→ **RECORD EXCERPTS**:
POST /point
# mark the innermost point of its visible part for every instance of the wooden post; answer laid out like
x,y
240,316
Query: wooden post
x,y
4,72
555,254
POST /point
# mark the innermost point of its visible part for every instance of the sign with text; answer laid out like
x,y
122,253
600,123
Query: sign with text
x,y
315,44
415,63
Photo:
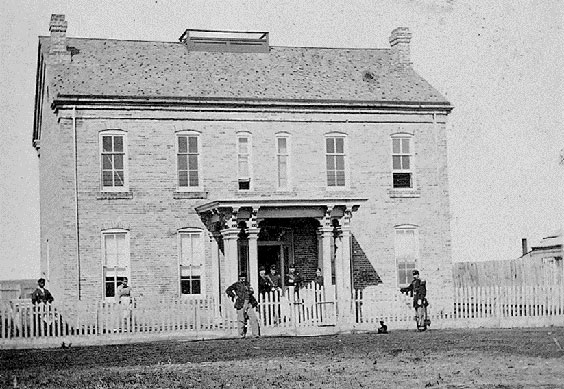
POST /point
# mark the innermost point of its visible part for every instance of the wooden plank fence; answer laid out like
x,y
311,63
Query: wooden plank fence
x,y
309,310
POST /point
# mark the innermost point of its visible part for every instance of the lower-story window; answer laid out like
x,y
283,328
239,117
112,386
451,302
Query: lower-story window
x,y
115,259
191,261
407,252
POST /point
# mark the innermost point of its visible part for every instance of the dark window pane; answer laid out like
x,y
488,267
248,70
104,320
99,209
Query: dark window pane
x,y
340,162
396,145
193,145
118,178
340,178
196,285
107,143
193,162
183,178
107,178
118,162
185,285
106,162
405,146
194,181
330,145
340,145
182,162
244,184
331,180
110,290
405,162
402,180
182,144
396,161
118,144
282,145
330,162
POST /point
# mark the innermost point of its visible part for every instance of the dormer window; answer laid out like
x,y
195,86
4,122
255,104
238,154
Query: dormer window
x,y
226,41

* * *

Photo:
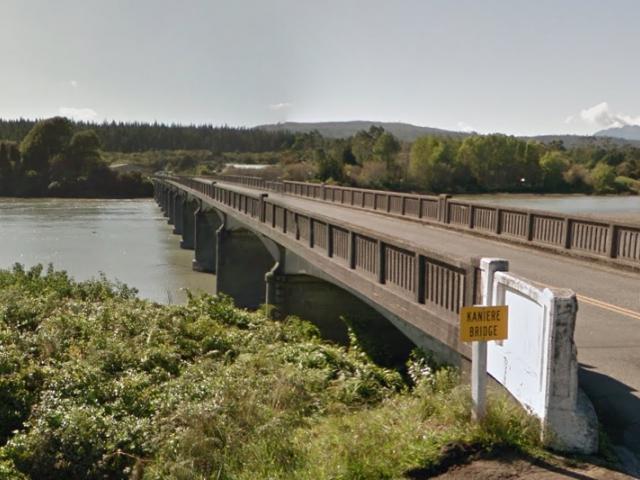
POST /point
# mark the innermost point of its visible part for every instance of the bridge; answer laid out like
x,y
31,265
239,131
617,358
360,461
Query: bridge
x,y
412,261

---

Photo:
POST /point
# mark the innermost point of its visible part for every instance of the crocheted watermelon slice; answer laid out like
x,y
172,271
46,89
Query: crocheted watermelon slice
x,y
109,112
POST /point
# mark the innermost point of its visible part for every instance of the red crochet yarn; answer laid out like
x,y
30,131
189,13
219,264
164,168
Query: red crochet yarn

→ **WHAT THE TASK ASKS**: Determine the number of lines in the listing that contain the word "mark", and respond with nothing but that number.

→ **RESULT BELOW**: 9